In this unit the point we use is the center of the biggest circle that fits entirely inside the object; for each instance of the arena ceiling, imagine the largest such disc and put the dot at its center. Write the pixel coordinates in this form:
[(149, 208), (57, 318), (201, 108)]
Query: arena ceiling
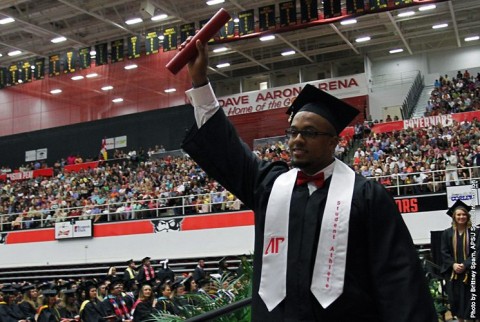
[(88, 22)]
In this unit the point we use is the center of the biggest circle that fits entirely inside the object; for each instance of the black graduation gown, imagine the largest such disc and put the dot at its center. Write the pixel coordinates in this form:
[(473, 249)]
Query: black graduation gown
[(384, 279), (28, 310), (49, 315), (166, 305), (10, 313), (458, 287), (92, 312), (143, 311)]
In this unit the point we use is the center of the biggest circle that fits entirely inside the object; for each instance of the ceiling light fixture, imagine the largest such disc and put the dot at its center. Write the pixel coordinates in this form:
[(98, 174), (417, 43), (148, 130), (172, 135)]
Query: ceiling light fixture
[(427, 7), (14, 53), (267, 38), (288, 53), (131, 66), (159, 17), (363, 39), (442, 25), (4, 21), (58, 39), (395, 51), (348, 22), (220, 49), (133, 21), (406, 14), (473, 38), (214, 2)]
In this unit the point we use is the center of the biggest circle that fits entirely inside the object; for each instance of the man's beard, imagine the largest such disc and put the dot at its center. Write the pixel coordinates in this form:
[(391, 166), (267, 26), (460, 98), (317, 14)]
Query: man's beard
[(299, 163)]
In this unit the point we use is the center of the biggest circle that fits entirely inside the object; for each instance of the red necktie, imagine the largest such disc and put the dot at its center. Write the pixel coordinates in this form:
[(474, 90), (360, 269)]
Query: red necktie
[(303, 178)]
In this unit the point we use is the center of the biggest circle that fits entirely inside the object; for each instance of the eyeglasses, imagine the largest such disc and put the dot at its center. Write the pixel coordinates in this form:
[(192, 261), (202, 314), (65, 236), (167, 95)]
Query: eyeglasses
[(306, 134)]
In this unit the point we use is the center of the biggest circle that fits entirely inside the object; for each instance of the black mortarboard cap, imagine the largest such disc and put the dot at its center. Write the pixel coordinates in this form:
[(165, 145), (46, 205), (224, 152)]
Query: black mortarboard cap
[(88, 284), (28, 287), (115, 281), (8, 290), (69, 291), (458, 204), (177, 283), (50, 292), (335, 111)]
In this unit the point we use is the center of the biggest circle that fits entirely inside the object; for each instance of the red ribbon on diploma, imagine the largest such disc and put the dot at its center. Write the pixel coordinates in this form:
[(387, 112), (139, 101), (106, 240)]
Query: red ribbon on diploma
[(204, 34)]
+--
Apart from the pictures, the whole listing should be reproduced exactly.

In this unit the point we use is the center of the biggest circle that fits entirely inside the object; for each instance of the arena ceiling, imagine the largest such disc and put the dot at its center. Write the pixel coordinates in this form:
[(149, 208), (57, 318), (201, 108)]
Query: arena ceiling
[(88, 22)]
In this unit the point we use is the center of the biggest circle that fits entirely inside the object; for each instance of the black graduation gown, imagine the largest such disc and put the dot at its center. Write the pixel coordinates in this form:
[(473, 249)]
Query: black graduation gown
[(384, 279), (28, 310), (49, 315), (166, 305), (10, 313), (458, 287), (92, 312), (143, 311)]
In this unit the point we use is the center of the biggest circle that fits entirely inside the object; for each instance of the ceiling light fixture, imagine the largest such disc and put the dot at its center. Write the pixel coordinates in this form:
[(98, 174), (417, 43), (148, 130), (172, 135)]
Query: ceiling light fixture
[(427, 7), (14, 53), (267, 38), (288, 53), (131, 66), (159, 17), (363, 39), (442, 25), (4, 21), (58, 39), (395, 51), (348, 22), (220, 49), (133, 21), (406, 14), (473, 38), (214, 2)]
In this unit the point we use is the center of the biggest circle that fits entirely inside the object; for each instance of the man's beard, imagine the largest such disc and put the dot at its center. Write the pixel coordinates in this form:
[(391, 166), (267, 26), (460, 98), (317, 14)]
Query: man's beard
[(299, 163)]
In this unit the point we use is the center of the biggest circle that fits entirely inside the object; for each instance of the red necktie, imagine the largest such disc and put the dot at its center. Write the pixel coordinates in this form:
[(474, 90), (360, 269)]
Query: red necktie
[(303, 178)]
In this unit the point we use is the center of the biggest circle that fits entirely inside the object; for each instance of the eyeglasses, imagine the largest such disc and put the dot at its center. Write the pixel coordinates in this form:
[(192, 261), (202, 314), (65, 236), (167, 95)]
Query: eyeglasses
[(306, 134)]
In this unit the point we use is the center of the biggest circle that fits entirely inside the object; for each instance of the black mortarboard cap, imagine the largest such disc and put the dot at its center. Write the pixel coordinates in this form:
[(165, 145), (46, 205), (224, 152)]
Query: black mortarboard cap
[(88, 284), (28, 287), (115, 281), (8, 290), (69, 291), (458, 204), (177, 283), (50, 292), (335, 111)]
In this unit the point we use is the center of the biggest circle that fits entirely inside the object; for each instance of the red ribbon on diploma, imagine the largest such disc and put the dot at its center. Write the pixel coordinates in this form:
[(387, 112), (139, 101), (106, 240)]
Query: red ribbon on diploma
[(204, 34)]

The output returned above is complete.